▶ _WHAT TO PRODUCE_
Could all of the entries be written out exactly, with any pictures omitted?

-------

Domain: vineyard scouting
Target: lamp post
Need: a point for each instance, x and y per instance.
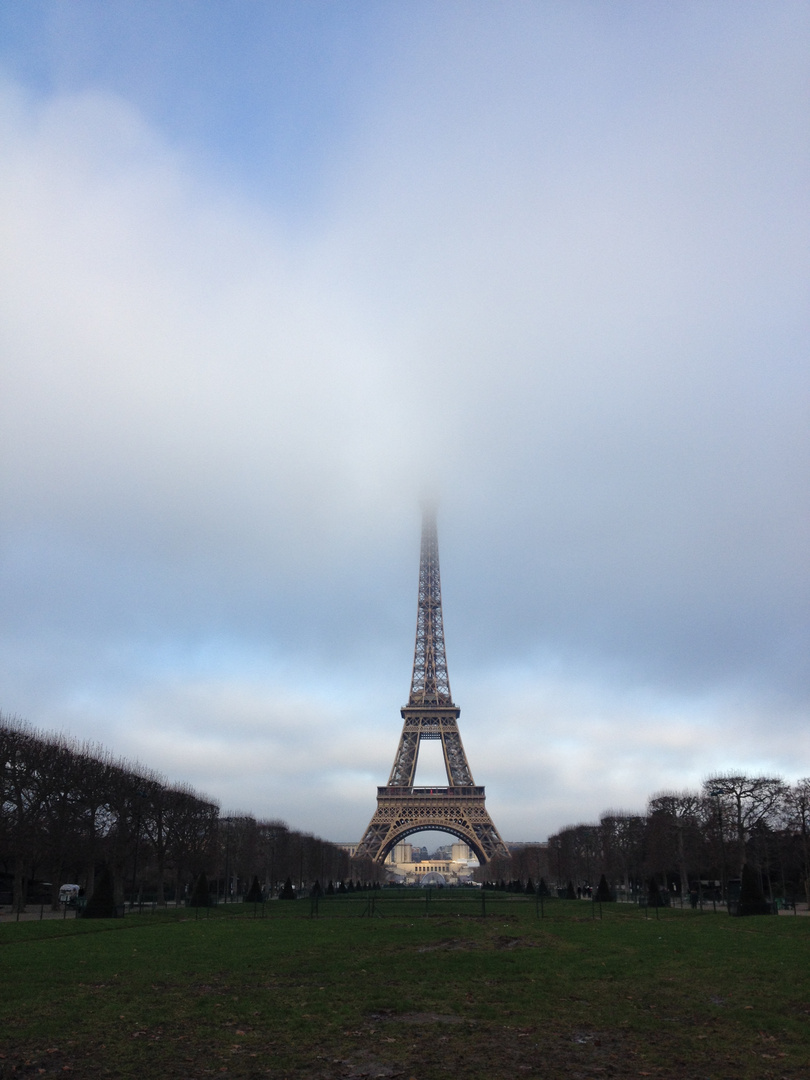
(716, 794)
(138, 809)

-------

▶ _WRITTEN REPLY_
Domain: vineyard scouting
Target: lamp post
Need: a point for each instance, x and y per instance.
(716, 794)
(138, 809)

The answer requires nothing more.